Records to use
_ _ _ _
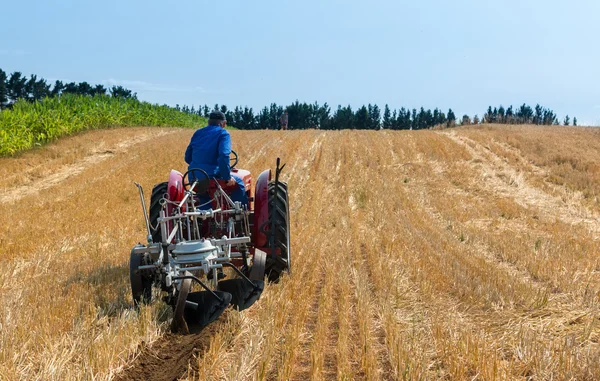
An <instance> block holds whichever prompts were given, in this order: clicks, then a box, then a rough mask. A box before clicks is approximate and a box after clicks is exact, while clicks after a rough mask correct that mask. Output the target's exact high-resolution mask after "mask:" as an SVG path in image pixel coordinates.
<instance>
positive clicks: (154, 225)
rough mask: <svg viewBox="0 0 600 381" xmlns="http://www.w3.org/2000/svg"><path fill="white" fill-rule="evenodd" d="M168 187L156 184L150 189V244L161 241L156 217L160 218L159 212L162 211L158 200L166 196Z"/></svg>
mask: <svg viewBox="0 0 600 381" xmlns="http://www.w3.org/2000/svg"><path fill="white" fill-rule="evenodd" d="M168 185H169V184H168V183H167V182H164V183H159V184H156V185H155V186H154V187H153V188H152V196H150V230H151V231H152V242H154V243H158V242H161V241H162V233H161V231H160V224H159V223H158V217H159V216H160V211H161V209H162V205H161V203H160V200H162V199H163V198H164V197H165V194H167V190H168Z"/></svg>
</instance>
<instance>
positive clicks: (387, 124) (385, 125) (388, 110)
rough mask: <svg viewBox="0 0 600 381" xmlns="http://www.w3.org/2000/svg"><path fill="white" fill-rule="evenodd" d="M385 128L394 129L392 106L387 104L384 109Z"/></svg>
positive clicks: (383, 111)
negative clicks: (393, 127)
mask: <svg viewBox="0 0 600 381" xmlns="http://www.w3.org/2000/svg"><path fill="white" fill-rule="evenodd" d="M383 128H384V129H385V130H390V129H392V113H391V111H390V107H389V106H388V105H387V104H386V105H385V108H384V111H383Z"/></svg>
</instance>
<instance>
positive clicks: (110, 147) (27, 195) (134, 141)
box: [0, 130, 177, 203]
mask: <svg viewBox="0 0 600 381" xmlns="http://www.w3.org/2000/svg"><path fill="white" fill-rule="evenodd" d="M176 132H177V131H175V130H174V131H158V132H155V131H151V132H147V133H142V134H139V135H136V136H134V137H133V138H129V139H127V140H123V141H121V142H119V143H118V144H116V145H115V146H114V147H99V148H97V149H94V150H92V151H91V152H89V154H88V155H86V156H84V157H82V158H81V159H80V160H78V161H77V162H75V163H72V164H67V165H63V166H62V167H60V168H59V169H58V170H56V171H55V172H53V173H51V174H49V175H46V176H42V177H40V178H37V179H35V180H33V181H32V182H31V183H28V184H24V185H19V186H16V187H11V188H9V189H7V190H5V191H4V192H2V193H0V203H7V202H15V201H19V200H20V199H22V198H24V197H27V196H30V195H32V194H35V193H38V192H39V191H42V190H45V189H48V188H52V187H54V186H56V185H59V184H61V183H62V182H64V181H65V180H67V179H69V178H71V177H73V176H76V175H79V174H80V173H81V172H83V171H84V170H85V169H87V168H89V167H91V166H93V165H96V164H98V163H100V162H103V161H104V160H107V159H109V158H111V157H113V156H115V155H117V154H120V153H124V152H127V150H128V149H129V148H131V147H133V146H135V145H136V144H140V143H143V142H145V141H148V140H151V139H155V138H158V137H161V136H165V135H169V134H173V133H176ZM34 170H35V168H33V169H31V170H30V171H34Z"/></svg>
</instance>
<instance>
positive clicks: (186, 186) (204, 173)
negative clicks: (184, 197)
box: [183, 168, 210, 193]
mask: <svg viewBox="0 0 600 381" xmlns="http://www.w3.org/2000/svg"><path fill="white" fill-rule="evenodd" d="M197 172H200V175H203V177H204V178H202V176H198V175H196V173H197ZM190 173H192V174H193V176H194V178H195V181H198V184H196V189H195V191H196V193H202V192H204V190H203V188H206V189H208V184H209V183H210V176H209V175H208V173H206V171H205V170H203V169H200V168H192V169H190V170H189V171H187V172H186V173H184V174H183V187H184V188H187V187H188V186H191V185H192V184H193V183H194V182H193V181H190V180H189V175H190Z"/></svg>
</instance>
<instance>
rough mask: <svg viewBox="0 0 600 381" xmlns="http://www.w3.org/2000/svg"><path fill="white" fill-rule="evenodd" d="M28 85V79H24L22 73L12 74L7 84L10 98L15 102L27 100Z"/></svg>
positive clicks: (7, 89) (7, 82)
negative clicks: (26, 99)
mask: <svg viewBox="0 0 600 381" xmlns="http://www.w3.org/2000/svg"><path fill="white" fill-rule="evenodd" d="M26 83H27V78H25V77H23V76H22V75H21V73H20V72H18V71H16V72H14V73H12V74H11V75H10V78H9V79H8V82H7V83H6V88H7V91H8V98H9V99H10V100H11V101H13V102H16V101H17V99H20V98H25V97H26V96H27V92H26V90H25V84H26Z"/></svg>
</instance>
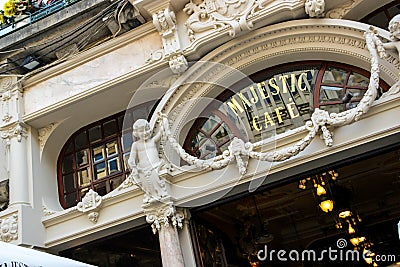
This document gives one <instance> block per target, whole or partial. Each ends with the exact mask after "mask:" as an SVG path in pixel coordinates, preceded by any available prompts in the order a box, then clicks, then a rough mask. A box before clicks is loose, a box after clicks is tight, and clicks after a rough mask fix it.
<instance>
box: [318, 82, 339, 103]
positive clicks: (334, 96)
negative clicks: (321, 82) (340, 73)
mask: <svg viewBox="0 0 400 267" xmlns="http://www.w3.org/2000/svg"><path fill="white" fill-rule="evenodd" d="M342 98H343V88H340V87H333V86H321V90H320V95H319V99H320V101H321V102H331V101H341V100H342Z"/></svg>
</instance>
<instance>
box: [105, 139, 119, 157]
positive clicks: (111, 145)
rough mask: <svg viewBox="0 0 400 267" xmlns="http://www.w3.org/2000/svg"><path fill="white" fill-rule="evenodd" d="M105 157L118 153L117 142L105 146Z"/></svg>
mask: <svg viewBox="0 0 400 267" xmlns="http://www.w3.org/2000/svg"><path fill="white" fill-rule="evenodd" d="M106 151H107V157H110V156H114V155H115V154H117V153H118V147H117V141H112V142H110V143H107V144H106Z"/></svg>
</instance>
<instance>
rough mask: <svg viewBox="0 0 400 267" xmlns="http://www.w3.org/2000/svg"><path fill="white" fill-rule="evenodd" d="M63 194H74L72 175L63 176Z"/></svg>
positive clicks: (68, 174) (72, 177)
mask: <svg viewBox="0 0 400 267" xmlns="http://www.w3.org/2000/svg"><path fill="white" fill-rule="evenodd" d="M63 184H64V193H70V192H72V191H74V192H75V181H74V174H73V173H70V174H67V175H63Z"/></svg>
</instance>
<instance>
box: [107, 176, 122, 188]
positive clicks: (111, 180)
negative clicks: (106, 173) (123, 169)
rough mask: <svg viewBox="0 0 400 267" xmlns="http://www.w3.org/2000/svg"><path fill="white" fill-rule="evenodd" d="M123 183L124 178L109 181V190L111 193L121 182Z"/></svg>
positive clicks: (121, 182) (114, 178) (112, 179)
mask: <svg viewBox="0 0 400 267" xmlns="http://www.w3.org/2000/svg"><path fill="white" fill-rule="evenodd" d="M123 181H124V177H123V176H120V177H117V178H114V179H111V180H110V189H111V191H112V190H114V189H116V188H117V187H118V186H119V185H120V184H121V183H122V182H123Z"/></svg>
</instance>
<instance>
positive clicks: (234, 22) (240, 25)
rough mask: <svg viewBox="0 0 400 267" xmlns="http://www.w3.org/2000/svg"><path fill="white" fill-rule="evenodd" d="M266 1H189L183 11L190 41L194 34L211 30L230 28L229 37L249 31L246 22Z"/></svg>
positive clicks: (254, 0) (268, 1)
_ _ _ _
Brief
Reproduce the listing without any changes, from its start through the line containing "187L156 184L150 189V244L161", with both ends included. Leave the pictures out of your answer.

Result of this exercise
An <instance> block holds whichever prompts were given, in this order: clicks, then a box, then a rough mask. A box before clicks is approximate and a box after clicks is exact, while clicks after a rough mask correct that mask. Output the target's exact high-resolution mask after "mask:" as an SVG path in image pixel coordinates.
<instance>
positive clicks: (154, 225)
rough mask: <svg viewBox="0 0 600 381" xmlns="http://www.w3.org/2000/svg"><path fill="white" fill-rule="evenodd" d="M168 187L156 184L150 189V244L161 241L156 217L160 218L159 212L162 211L158 200L166 196Z"/></svg>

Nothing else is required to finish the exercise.